(Excerpts of labeled region data)
================
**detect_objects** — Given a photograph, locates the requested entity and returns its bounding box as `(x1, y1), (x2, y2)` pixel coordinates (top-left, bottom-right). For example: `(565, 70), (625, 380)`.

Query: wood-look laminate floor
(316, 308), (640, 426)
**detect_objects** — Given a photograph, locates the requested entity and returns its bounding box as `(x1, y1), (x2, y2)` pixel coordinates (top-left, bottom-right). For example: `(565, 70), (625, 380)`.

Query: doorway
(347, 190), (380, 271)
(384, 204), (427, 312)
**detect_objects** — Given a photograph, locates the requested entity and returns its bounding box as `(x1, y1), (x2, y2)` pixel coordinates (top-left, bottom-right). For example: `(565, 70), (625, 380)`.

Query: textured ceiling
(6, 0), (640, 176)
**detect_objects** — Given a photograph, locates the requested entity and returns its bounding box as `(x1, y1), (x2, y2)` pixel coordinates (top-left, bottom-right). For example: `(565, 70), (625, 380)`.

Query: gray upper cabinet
================
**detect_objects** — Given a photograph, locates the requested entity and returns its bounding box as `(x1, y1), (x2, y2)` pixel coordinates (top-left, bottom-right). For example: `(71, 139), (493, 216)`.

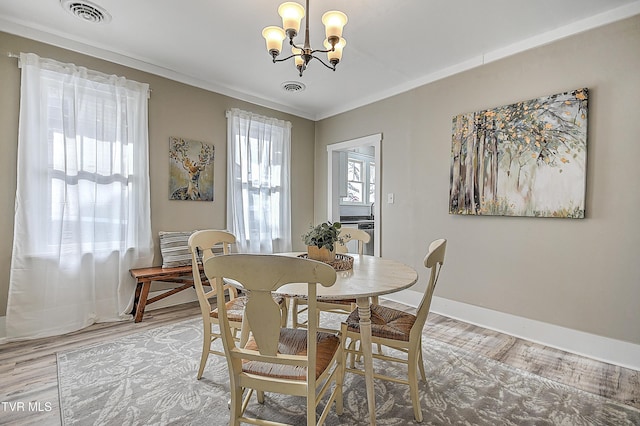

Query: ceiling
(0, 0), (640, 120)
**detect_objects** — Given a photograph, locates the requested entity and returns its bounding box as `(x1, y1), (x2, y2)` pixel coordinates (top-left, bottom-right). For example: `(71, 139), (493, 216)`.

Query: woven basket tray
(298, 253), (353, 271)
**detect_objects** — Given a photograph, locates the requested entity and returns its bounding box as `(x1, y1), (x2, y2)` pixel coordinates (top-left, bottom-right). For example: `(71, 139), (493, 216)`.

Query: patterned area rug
================
**What to work on**
Please tally how many lines in the items above contain the string "Query", and reply with only that number.

**Exercise result**
7